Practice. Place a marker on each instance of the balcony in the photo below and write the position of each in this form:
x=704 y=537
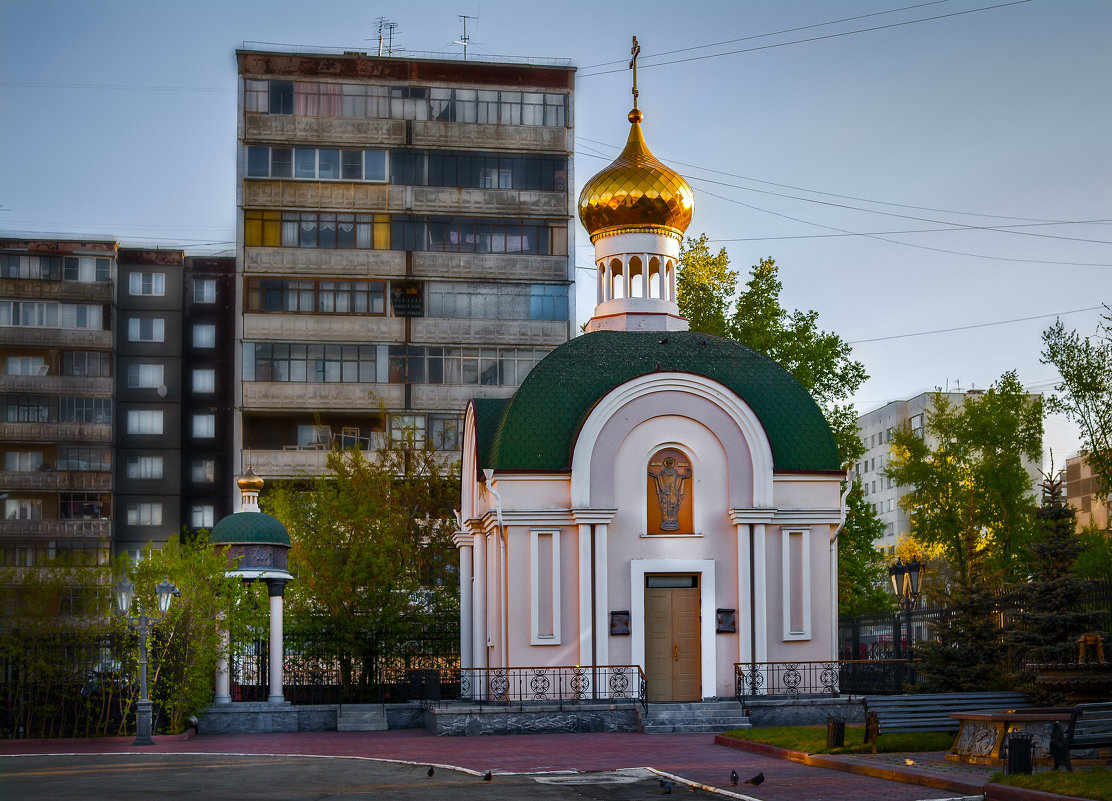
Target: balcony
x=477 y=136
x=320 y=263
x=56 y=337
x=323 y=196
x=271 y=396
x=60 y=481
x=435 y=330
x=57 y=385
x=489 y=266
x=60 y=530
x=327 y=130
x=323 y=328
x=31 y=289
x=56 y=432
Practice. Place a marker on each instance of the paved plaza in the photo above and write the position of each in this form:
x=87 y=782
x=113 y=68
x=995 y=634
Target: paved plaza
x=395 y=765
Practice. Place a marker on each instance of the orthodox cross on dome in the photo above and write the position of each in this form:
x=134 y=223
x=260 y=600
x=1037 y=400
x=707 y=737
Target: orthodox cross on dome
x=633 y=65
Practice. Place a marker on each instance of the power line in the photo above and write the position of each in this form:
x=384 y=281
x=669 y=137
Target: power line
x=975 y=325
x=811 y=39
x=763 y=36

··········

Can you recast every line of the items above as a numbered list, skipping any blank lines and leaving the picture out?

# [TASK ANSWER]
1. Practice. Place a marker on each instance of the balcony in the photo below and write the position of each in this form:
2. x=704 y=537
3. Target: balcony
4. x=477 y=136
5. x=320 y=263
6. x=56 y=337
7. x=323 y=196
8. x=271 y=396
9. x=60 y=481
10. x=435 y=330
11. x=57 y=385
12. x=489 y=266
13. x=60 y=530
14. x=327 y=130
15. x=323 y=328
16. x=31 y=289
17. x=56 y=432
18. Practice. Place a marker on each instance of the paved plaza in the photo above and write the position of each in this form:
19. x=87 y=782
20. x=113 y=68
21. x=995 y=634
22. Target: paved plaza
23. x=395 y=765
24. Practice. Place a marker on each instance of the orthodox cross on dome in the photo above and write the position of each in this form:
25. x=134 y=223
26. x=260 y=600
27. x=1037 y=400
28. x=707 y=737
29. Target: orthodox cross on dome
30. x=633 y=65
31. Practice. Place a marker on each instance of the power line in the photo above and write the position of each in this form:
32. x=384 y=281
33. x=669 y=137
34. Target: power line
35. x=975 y=325
36. x=811 y=39
37. x=763 y=36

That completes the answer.